## What is asked
Beginning at the line containing "Question. For every instance of the wooden utility", output every line to the end of the data below exactly as it appears.

(Records from a data collection)

^^^^^^^^

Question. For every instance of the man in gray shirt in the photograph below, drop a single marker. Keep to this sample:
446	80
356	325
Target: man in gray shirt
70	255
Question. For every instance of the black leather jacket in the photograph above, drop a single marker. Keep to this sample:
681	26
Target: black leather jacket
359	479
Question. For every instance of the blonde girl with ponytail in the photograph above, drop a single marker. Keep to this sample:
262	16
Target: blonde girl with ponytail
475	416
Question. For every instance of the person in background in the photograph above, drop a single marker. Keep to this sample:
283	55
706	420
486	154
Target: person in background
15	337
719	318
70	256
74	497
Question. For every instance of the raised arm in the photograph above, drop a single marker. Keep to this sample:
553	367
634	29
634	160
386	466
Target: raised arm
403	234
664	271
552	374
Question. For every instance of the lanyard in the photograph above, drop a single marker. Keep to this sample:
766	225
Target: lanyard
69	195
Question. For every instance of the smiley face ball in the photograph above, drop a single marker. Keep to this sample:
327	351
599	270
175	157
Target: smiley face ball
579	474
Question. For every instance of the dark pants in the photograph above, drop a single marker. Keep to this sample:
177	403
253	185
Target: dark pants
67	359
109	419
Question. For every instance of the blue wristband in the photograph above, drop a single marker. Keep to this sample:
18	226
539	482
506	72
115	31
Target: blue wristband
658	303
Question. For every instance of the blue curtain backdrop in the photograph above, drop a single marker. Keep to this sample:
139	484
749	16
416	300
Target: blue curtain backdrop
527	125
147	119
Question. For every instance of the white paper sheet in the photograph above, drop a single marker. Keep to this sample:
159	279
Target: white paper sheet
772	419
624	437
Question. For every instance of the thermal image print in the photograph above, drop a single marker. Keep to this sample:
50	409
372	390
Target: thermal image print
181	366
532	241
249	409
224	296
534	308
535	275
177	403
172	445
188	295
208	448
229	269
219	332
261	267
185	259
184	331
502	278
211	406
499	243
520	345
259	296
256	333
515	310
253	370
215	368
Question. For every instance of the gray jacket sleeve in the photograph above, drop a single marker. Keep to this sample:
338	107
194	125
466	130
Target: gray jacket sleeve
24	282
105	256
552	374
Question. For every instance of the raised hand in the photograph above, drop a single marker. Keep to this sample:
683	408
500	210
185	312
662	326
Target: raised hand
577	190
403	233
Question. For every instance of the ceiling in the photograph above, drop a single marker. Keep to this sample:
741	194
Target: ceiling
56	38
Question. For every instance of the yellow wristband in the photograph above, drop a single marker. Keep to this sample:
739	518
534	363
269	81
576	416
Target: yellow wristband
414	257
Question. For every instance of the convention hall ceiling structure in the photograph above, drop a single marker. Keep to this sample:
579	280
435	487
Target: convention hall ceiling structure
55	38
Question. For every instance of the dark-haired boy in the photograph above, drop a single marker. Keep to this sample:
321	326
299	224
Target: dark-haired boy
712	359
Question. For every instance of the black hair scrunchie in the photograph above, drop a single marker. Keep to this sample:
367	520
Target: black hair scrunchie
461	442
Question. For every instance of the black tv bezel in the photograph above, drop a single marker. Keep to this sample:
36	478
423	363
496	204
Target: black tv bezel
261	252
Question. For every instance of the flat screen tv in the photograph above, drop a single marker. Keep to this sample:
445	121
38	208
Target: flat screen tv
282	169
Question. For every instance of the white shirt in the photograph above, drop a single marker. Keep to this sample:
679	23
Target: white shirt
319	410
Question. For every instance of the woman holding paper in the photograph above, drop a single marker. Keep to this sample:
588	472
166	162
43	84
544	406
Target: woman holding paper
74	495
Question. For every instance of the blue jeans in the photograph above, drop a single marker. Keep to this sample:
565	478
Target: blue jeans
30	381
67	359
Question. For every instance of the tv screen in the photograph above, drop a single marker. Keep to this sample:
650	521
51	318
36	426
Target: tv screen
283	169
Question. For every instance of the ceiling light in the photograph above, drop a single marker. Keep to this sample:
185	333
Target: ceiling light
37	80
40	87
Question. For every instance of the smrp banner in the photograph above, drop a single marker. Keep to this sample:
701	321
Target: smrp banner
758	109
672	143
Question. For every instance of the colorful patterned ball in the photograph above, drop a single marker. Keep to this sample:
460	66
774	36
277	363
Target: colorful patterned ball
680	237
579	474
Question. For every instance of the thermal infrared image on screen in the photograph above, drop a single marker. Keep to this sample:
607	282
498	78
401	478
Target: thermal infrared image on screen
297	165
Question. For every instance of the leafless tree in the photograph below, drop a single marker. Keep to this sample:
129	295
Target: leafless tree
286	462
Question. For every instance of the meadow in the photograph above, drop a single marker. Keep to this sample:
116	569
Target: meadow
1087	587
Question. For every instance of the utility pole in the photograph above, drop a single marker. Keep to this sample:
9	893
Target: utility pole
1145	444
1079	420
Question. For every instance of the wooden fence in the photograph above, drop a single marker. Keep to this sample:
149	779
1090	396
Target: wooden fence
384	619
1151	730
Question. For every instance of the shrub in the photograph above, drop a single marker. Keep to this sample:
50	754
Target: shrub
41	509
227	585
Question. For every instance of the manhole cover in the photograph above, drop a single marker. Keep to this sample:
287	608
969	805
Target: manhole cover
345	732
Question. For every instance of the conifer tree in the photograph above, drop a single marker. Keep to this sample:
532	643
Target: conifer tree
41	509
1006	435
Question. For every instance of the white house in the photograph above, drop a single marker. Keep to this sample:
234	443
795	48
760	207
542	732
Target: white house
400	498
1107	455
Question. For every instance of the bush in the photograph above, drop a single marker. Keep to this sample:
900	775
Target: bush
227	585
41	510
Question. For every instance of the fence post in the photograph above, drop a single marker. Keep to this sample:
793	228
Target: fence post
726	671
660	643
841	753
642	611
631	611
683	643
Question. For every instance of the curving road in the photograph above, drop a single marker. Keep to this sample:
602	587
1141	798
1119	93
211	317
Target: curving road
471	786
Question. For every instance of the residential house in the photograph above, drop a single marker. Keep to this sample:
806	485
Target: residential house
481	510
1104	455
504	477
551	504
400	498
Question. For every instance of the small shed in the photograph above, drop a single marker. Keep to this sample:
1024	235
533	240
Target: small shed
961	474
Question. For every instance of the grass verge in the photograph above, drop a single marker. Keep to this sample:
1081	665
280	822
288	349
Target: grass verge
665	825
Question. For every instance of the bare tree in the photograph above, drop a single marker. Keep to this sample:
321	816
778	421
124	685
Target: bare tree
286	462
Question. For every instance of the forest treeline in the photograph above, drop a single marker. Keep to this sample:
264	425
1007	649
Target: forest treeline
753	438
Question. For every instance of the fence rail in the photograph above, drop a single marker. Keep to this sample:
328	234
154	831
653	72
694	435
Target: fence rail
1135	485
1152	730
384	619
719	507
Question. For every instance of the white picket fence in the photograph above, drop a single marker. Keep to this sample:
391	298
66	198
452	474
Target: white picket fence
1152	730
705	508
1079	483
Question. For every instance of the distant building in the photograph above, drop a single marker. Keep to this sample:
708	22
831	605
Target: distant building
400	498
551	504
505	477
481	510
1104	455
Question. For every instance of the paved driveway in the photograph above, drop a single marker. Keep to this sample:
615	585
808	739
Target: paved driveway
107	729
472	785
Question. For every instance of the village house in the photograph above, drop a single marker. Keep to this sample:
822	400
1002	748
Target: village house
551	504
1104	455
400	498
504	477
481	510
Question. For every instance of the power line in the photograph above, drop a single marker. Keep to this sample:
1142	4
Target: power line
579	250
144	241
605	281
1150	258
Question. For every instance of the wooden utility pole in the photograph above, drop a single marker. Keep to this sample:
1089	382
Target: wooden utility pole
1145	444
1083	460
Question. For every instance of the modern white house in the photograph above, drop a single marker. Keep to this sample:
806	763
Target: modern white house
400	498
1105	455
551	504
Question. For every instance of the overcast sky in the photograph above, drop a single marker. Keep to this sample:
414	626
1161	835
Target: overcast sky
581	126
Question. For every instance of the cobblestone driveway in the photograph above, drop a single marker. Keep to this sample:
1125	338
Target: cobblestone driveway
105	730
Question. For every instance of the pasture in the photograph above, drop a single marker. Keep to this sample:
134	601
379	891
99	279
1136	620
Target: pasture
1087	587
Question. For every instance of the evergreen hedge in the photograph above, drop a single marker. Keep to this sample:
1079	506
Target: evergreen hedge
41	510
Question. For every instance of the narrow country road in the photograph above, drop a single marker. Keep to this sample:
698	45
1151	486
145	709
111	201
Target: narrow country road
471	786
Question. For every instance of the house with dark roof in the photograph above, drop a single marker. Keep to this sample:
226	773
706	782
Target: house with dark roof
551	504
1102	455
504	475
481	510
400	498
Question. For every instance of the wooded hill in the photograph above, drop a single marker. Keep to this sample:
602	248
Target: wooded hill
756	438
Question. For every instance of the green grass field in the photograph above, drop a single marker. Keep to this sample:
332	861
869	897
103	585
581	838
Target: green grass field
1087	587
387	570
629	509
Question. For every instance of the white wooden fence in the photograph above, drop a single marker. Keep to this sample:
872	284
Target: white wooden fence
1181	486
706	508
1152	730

^^^^^^^^

## In response
Question. For every instance of the wooden utility pole in the photograph above, drop a single marker. Keep to this sample:
1089	382
Target: wooden utility pole
1145	444
1083	460
Question. For every instance of the modern white house in the photograph above, drop a single marker. Keep to this sample:
806	763
Target: modern white house
400	498
1105	455
551	504
Question. For every instance of the overcast sky in the photograph above, drop a single marker. Keep to this sample:
414	626
1161	835
Target: overcast sky
581	126
Question. For every instance of the cobblestone driveway in the photograph above, drop a single marker. Keep to this sample:
1125	338
Target: cobblestone driveway
105	730
Question. For every instance of the pasture in the photograph above, drop a single marker. Keep to this sample:
134	601
379	891
99	279
1136	620
Target: pasture
1087	587
Question. For every instance of the evergreen hedge in the photograph above, drop a single marker. Keep to this sample:
1079	506
Target: evergreen hedge
41	510
Question. For every instance of the narrow country road in the photograph above, drop a single marker. Keep to this sample:
698	45
1151	486
145	709
111	201
Target: narrow country road
471	786
Question. For every instance of the house with dark roof in the photograph above, drop a single marker. Keep to this sample:
226	773
706	782
Target: house with dark roof
551	504
1102	455
504	475
481	510
400	498
Question. For every instance of the wooded hill in the photograph above, drop a single marker. Keep to this sample:
602	248
Target: wooded hill
756	438
Question. For every instance of the green grass field in the photograph above, drop a single marker. Keep to this sample:
332	861
869	897
103	585
581	838
Target: green grass field
1087	587
387	570
629	509
Question. For every instance of the white wooden fence in the photograph above, drop a single marker. Keep to this sample:
872	284
Target: white wooden fence
1181	486
706	508
1152	730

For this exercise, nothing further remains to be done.